* **EXERCISE REQUIREMENTS**
How many lines of the data below contain the string "foliage", with case counting? Give only the number.

Position annotation records

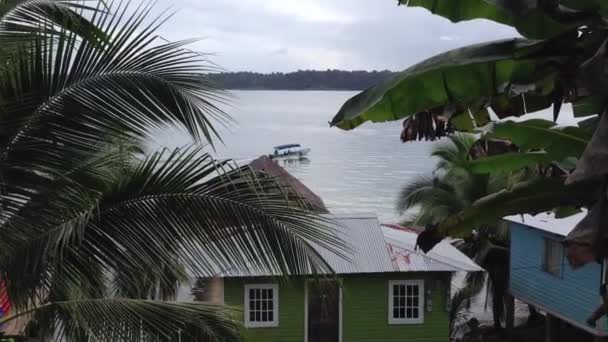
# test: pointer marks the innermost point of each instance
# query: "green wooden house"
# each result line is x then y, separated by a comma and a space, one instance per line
386, 291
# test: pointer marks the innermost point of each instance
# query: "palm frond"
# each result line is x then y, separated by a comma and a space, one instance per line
459, 312
63, 98
455, 152
180, 203
32, 19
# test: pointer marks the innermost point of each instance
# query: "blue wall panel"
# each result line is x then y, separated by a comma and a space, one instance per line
574, 294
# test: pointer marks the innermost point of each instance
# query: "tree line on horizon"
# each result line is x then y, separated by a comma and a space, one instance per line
301, 80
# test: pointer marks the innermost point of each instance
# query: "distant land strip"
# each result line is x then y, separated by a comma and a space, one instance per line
300, 80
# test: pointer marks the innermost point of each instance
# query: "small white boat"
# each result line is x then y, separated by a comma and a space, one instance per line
289, 151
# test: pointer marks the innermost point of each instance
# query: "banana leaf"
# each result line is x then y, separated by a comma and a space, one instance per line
594, 160
531, 19
530, 197
544, 135
464, 79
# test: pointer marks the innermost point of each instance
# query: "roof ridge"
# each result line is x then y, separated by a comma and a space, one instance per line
456, 263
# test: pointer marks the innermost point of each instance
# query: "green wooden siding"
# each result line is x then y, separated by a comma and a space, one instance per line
291, 310
364, 310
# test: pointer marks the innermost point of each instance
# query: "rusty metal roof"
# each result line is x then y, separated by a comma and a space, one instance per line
373, 249
444, 257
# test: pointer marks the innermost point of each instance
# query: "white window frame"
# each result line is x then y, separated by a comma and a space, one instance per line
547, 267
421, 307
275, 306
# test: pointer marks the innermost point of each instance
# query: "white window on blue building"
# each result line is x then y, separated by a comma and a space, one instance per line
553, 257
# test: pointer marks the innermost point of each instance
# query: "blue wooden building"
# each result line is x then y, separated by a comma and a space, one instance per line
541, 276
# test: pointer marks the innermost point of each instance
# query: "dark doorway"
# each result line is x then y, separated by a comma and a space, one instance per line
323, 311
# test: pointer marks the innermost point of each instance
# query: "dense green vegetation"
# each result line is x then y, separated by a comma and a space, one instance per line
452, 187
95, 235
301, 80
561, 57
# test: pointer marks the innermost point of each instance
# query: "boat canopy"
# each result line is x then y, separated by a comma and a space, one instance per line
282, 147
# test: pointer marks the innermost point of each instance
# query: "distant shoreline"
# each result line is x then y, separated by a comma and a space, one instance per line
303, 80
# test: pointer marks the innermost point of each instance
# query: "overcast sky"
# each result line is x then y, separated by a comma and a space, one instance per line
287, 35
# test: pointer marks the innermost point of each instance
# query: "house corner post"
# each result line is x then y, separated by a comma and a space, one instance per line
552, 324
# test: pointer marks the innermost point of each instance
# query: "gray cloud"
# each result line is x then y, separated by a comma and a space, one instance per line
286, 35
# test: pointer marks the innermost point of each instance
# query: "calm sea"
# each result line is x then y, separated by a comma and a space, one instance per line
356, 171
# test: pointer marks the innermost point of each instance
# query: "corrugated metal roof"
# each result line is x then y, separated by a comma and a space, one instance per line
362, 234
444, 257
548, 222
373, 249
365, 242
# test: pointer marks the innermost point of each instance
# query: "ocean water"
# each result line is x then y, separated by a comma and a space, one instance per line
353, 172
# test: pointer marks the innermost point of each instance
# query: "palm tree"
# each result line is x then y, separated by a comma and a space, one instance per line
93, 234
452, 188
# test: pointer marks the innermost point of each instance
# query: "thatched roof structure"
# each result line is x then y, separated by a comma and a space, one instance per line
270, 167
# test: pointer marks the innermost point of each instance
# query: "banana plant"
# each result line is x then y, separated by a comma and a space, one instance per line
560, 58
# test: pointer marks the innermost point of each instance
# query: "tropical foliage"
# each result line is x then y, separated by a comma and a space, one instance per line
453, 187
95, 235
560, 58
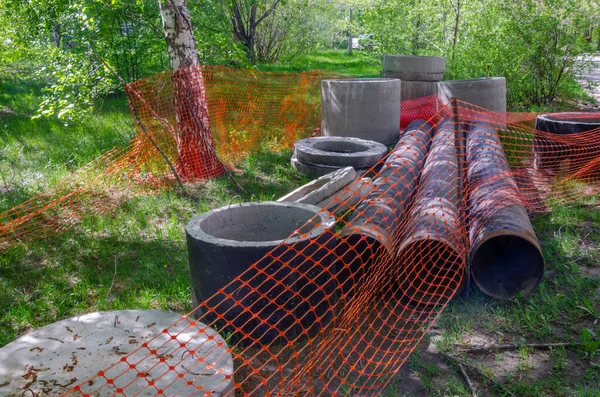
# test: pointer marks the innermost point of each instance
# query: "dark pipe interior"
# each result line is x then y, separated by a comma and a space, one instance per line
505, 265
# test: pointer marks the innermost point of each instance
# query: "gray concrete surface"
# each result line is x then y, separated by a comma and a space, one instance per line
318, 170
361, 108
57, 357
339, 151
322, 188
229, 244
488, 93
414, 64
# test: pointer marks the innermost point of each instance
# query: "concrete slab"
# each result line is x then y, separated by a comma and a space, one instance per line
57, 357
361, 108
321, 188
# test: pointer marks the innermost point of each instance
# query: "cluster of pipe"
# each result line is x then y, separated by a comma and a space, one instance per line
443, 200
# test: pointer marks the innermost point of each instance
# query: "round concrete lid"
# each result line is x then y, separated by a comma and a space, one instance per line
149, 347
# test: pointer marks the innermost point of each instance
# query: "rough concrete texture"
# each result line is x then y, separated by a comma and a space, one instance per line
318, 170
57, 357
418, 89
487, 93
413, 76
414, 64
339, 151
348, 196
361, 108
322, 188
258, 224
231, 242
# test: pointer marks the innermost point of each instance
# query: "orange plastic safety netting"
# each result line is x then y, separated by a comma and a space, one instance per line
190, 123
341, 303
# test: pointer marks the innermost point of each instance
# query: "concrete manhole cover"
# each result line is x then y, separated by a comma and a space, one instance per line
153, 351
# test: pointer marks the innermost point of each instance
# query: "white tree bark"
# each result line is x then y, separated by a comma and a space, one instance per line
195, 149
178, 33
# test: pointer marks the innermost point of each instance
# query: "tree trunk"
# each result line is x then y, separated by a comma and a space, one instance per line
196, 155
456, 24
350, 33
56, 34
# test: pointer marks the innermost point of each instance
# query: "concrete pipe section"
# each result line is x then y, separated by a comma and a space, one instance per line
361, 108
411, 67
56, 358
432, 255
316, 171
557, 154
486, 93
419, 74
262, 298
505, 255
367, 238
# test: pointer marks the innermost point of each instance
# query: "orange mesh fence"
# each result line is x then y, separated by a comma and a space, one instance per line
176, 121
340, 304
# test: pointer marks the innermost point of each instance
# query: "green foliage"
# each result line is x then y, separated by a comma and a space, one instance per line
535, 44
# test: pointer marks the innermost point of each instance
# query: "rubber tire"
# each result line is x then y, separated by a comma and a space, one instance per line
307, 151
318, 170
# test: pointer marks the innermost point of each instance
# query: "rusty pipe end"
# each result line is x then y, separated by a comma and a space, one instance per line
507, 262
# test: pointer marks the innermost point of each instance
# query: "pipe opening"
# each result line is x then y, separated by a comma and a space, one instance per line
505, 265
257, 223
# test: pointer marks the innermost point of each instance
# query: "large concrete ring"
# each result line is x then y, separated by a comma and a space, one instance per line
263, 298
339, 151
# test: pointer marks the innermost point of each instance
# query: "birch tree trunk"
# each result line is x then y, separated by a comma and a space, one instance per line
196, 155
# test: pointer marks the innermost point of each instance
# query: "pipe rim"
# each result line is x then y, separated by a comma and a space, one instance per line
508, 233
326, 221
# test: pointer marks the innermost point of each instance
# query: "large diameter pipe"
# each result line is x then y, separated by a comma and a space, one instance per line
432, 254
369, 234
505, 254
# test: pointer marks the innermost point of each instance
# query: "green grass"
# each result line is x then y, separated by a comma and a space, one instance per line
359, 64
36, 154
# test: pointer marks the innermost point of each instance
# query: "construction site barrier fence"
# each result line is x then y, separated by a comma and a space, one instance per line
341, 313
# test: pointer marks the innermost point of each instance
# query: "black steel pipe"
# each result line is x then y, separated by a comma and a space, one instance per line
369, 234
505, 254
432, 254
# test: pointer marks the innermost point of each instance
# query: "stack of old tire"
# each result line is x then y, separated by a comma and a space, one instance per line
359, 117
321, 155
419, 74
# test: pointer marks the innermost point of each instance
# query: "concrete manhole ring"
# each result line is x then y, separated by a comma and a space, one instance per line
318, 170
339, 151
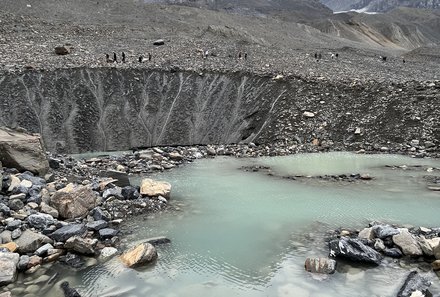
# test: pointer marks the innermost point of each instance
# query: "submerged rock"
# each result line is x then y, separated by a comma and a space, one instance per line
320, 265
141, 254
413, 283
354, 250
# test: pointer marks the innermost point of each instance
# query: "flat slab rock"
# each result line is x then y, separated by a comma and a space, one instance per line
414, 282
355, 250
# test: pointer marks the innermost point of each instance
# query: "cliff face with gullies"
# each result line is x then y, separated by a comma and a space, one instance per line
101, 109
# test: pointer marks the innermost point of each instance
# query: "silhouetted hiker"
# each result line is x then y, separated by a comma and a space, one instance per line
68, 291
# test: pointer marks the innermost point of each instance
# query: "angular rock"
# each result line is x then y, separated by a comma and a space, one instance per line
414, 282
141, 254
130, 193
320, 265
383, 231
8, 267
74, 204
42, 251
354, 250
62, 50
40, 221
107, 233
81, 245
30, 241
407, 243
45, 208
158, 240
22, 151
97, 225
64, 233
122, 179
159, 42
108, 252
154, 188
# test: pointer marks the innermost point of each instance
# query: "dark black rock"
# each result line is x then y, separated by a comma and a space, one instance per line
414, 282
16, 204
130, 193
99, 214
72, 260
68, 291
393, 253
383, 231
15, 224
122, 177
40, 220
354, 250
54, 163
97, 225
23, 262
68, 231
107, 233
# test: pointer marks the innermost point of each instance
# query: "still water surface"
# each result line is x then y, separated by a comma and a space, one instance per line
238, 233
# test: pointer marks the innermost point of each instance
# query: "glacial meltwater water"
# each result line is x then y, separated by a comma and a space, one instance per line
244, 233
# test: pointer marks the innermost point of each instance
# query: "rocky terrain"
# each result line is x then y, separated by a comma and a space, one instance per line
378, 5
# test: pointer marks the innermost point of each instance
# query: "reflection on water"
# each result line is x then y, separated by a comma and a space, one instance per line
247, 234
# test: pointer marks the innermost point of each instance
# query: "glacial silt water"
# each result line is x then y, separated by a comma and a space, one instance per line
245, 233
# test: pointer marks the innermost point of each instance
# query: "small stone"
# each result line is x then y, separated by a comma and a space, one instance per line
308, 114
141, 254
320, 265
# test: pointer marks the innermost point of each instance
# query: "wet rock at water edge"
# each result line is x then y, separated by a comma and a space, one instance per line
81, 245
22, 151
407, 243
414, 282
30, 241
320, 265
68, 231
355, 250
69, 291
8, 267
141, 254
154, 188
73, 202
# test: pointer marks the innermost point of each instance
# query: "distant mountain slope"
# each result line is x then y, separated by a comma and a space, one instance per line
405, 28
379, 5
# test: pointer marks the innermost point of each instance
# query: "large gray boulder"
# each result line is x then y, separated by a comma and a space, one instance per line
8, 267
355, 250
22, 151
407, 243
141, 254
414, 282
30, 241
73, 201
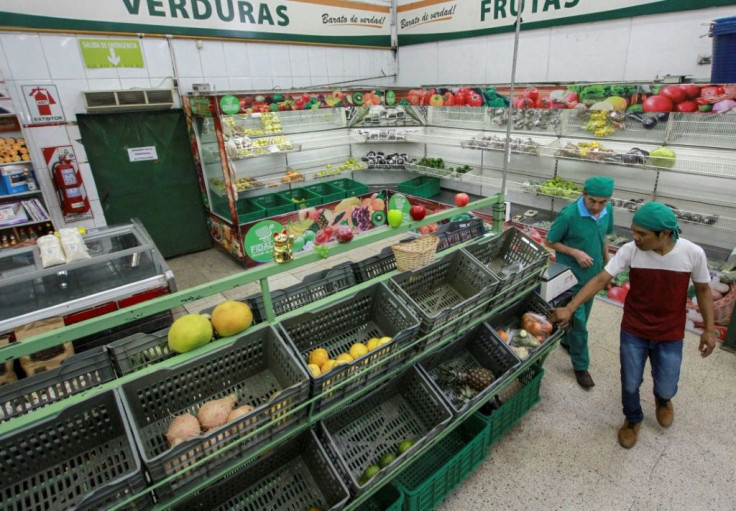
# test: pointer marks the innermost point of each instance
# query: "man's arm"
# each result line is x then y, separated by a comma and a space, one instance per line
705, 303
589, 290
583, 259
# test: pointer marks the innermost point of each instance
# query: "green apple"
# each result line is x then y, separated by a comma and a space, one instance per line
394, 217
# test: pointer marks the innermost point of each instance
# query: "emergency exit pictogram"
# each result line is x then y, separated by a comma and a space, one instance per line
43, 104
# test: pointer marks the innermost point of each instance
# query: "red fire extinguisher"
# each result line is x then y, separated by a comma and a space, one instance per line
44, 100
68, 181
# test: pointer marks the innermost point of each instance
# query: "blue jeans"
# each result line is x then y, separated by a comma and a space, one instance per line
665, 358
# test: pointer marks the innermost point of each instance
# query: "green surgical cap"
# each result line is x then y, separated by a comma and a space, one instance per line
656, 217
599, 186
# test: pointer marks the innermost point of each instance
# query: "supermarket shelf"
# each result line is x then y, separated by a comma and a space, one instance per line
703, 130
459, 117
16, 163
575, 122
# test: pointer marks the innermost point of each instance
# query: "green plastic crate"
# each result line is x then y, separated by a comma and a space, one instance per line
249, 211
422, 186
327, 192
274, 204
432, 477
388, 498
515, 403
301, 197
352, 188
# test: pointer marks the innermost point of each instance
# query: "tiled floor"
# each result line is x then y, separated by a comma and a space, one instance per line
564, 454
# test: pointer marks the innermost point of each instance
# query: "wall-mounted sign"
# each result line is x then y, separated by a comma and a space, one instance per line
43, 104
421, 21
339, 22
111, 53
147, 153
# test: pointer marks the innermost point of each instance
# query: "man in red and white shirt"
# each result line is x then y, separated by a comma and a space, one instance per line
661, 265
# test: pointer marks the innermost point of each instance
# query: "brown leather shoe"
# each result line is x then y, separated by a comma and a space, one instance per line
628, 434
584, 379
665, 414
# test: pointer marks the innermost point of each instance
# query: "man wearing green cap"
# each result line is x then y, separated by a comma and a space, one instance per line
579, 238
661, 265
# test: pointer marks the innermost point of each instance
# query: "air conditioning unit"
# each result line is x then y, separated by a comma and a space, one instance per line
126, 100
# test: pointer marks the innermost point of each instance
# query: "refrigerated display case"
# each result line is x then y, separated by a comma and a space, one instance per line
125, 268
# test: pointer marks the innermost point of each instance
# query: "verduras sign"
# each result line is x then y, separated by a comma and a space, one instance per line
342, 22
435, 20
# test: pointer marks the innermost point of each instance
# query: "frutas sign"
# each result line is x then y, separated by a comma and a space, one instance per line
340, 22
435, 20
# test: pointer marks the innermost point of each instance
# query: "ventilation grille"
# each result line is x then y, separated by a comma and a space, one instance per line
111, 101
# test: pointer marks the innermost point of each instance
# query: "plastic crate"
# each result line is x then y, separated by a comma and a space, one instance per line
432, 477
249, 211
139, 350
512, 257
258, 368
512, 404
388, 498
274, 204
444, 290
478, 348
372, 312
422, 186
78, 373
296, 475
374, 266
82, 457
358, 434
352, 188
327, 192
453, 233
311, 288
510, 318
301, 197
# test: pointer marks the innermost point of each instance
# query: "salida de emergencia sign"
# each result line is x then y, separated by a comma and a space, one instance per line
111, 53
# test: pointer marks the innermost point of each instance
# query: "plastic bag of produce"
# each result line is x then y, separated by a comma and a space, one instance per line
73, 245
49, 247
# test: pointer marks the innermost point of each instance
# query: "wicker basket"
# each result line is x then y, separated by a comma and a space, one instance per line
416, 253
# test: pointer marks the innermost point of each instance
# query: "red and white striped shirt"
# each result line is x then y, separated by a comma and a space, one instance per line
655, 305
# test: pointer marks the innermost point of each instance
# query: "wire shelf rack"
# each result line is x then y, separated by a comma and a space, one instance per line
458, 117
580, 124
703, 130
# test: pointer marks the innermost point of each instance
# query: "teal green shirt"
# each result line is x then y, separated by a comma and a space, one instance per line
576, 228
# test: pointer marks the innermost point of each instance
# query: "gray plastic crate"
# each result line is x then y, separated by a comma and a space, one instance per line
442, 291
313, 287
372, 312
295, 475
78, 373
511, 257
478, 348
82, 457
357, 435
139, 350
258, 368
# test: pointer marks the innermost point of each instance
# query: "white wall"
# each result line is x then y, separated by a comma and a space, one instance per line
631, 49
32, 58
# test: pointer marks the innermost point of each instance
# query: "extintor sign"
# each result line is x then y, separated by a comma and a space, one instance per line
43, 104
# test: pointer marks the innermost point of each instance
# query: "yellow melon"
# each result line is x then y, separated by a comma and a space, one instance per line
189, 332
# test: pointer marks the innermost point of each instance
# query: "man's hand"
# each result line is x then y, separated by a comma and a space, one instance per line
707, 343
583, 259
561, 315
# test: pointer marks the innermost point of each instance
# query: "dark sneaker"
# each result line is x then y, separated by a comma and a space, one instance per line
628, 434
584, 379
665, 413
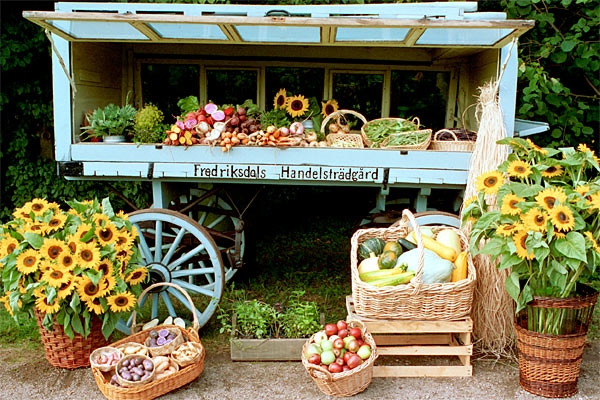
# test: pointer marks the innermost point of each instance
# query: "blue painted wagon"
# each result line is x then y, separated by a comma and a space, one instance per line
100, 53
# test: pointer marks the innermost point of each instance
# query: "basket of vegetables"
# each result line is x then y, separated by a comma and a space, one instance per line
338, 133
406, 275
453, 140
150, 375
396, 133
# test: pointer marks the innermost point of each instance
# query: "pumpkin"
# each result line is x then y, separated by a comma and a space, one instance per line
371, 245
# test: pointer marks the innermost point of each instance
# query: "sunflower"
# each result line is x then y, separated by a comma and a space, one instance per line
56, 276
66, 289
519, 239
42, 305
28, 261
121, 302
89, 255
39, 206
297, 106
8, 245
535, 220
508, 229
86, 289
519, 169
136, 276
66, 261
329, 107
553, 171
536, 148
509, 204
52, 248
547, 198
95, 306
590, 237
56, 222
489, 182
107, 234
280, 99
562, 218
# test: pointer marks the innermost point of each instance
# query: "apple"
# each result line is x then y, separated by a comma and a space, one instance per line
331, 329
338, 343
327, 357
335, 368
314, 359
364, 351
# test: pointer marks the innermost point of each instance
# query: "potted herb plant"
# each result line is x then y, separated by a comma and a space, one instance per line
546, 228
264, 332
112, 123
79, 271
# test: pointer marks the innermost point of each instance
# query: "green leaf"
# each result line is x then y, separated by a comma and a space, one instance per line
573, 246
35, 240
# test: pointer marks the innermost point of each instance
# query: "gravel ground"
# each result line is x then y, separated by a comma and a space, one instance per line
29, 376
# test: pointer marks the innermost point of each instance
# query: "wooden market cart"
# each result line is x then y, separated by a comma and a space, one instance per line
100, 48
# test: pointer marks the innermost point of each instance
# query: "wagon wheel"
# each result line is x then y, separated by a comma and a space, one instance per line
218, 217
169, 243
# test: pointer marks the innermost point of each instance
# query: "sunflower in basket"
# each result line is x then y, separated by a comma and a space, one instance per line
70, 265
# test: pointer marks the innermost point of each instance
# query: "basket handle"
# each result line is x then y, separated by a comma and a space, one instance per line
195, 323
444, 131
339, 113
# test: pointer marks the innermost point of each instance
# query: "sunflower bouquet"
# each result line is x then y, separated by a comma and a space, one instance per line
70, 266
547, 227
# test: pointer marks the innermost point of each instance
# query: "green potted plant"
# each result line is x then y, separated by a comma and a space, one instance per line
79, 271
546, 228
111, 123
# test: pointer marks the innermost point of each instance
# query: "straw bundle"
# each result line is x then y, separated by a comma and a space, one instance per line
493, 309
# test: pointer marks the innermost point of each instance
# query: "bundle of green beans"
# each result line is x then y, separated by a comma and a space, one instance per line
378, 131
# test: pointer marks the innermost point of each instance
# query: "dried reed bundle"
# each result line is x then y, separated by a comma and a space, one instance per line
493, 309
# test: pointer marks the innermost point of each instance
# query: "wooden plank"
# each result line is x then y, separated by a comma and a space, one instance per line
421, 371
425, 350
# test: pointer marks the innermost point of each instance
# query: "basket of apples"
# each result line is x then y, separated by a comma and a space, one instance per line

* **EXERCISE OUTPUT**
2